[Instruction]:
Reproduce only the lines between the one containing "Guideline: for every instance of the snowy" and the one containing "Target: snowy slope", inclusive, changing "snowy slope" to "icy hillside" and leaving all other wording intact.

>> start Data extract

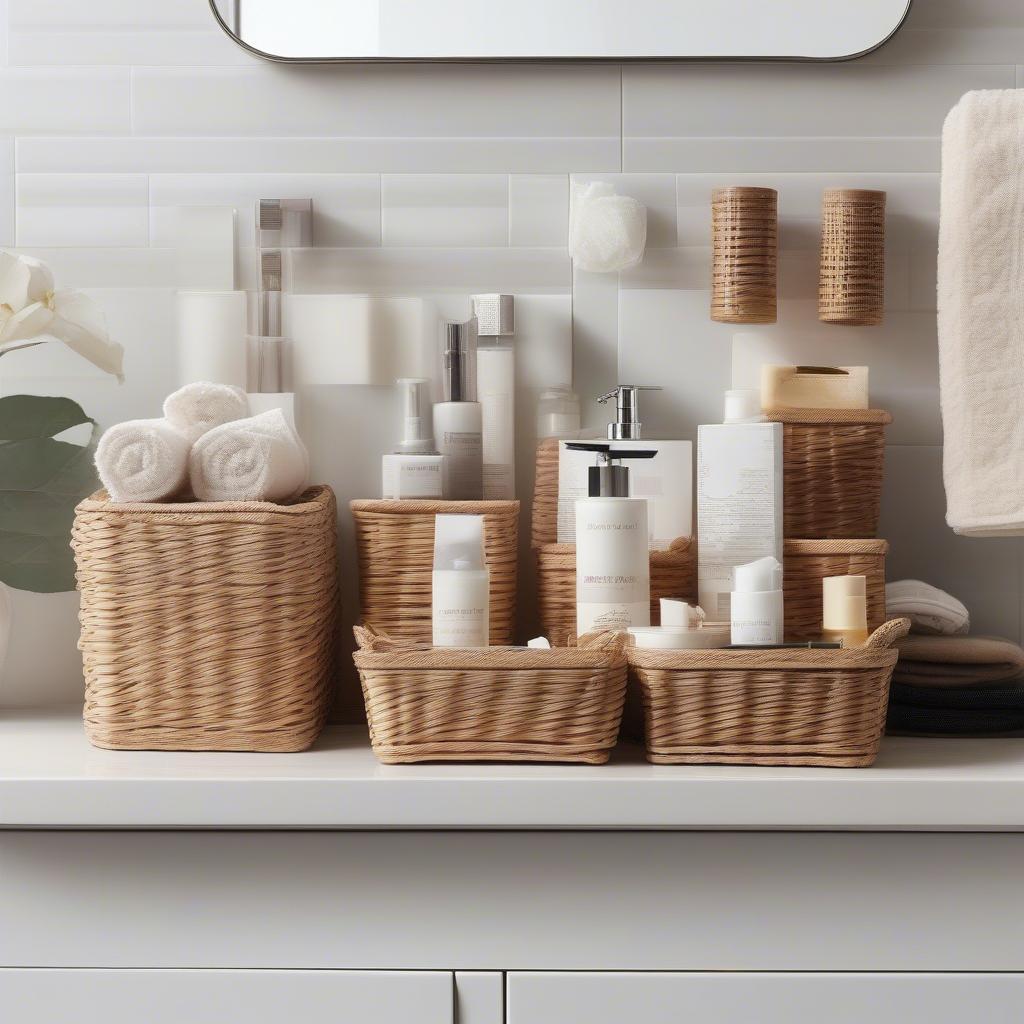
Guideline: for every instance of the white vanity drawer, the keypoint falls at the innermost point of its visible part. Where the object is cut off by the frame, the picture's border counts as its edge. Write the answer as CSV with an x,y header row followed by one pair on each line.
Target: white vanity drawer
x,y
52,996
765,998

>> end Data extract
>> start Data extract

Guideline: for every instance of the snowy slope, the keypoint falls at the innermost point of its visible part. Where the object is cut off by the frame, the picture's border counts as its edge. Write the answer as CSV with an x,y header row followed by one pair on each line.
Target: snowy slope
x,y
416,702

>> end Data extract

[Exercise solution]:
Guideline: for every instance of the icy hillside, the keypoint falls at the innermost point of its visible part. Where the object is cut off by the frame, the picture's border counts as its edge. Write the answer as CSV with an x,y header row followed by one pair on each line.
Target: icy hillside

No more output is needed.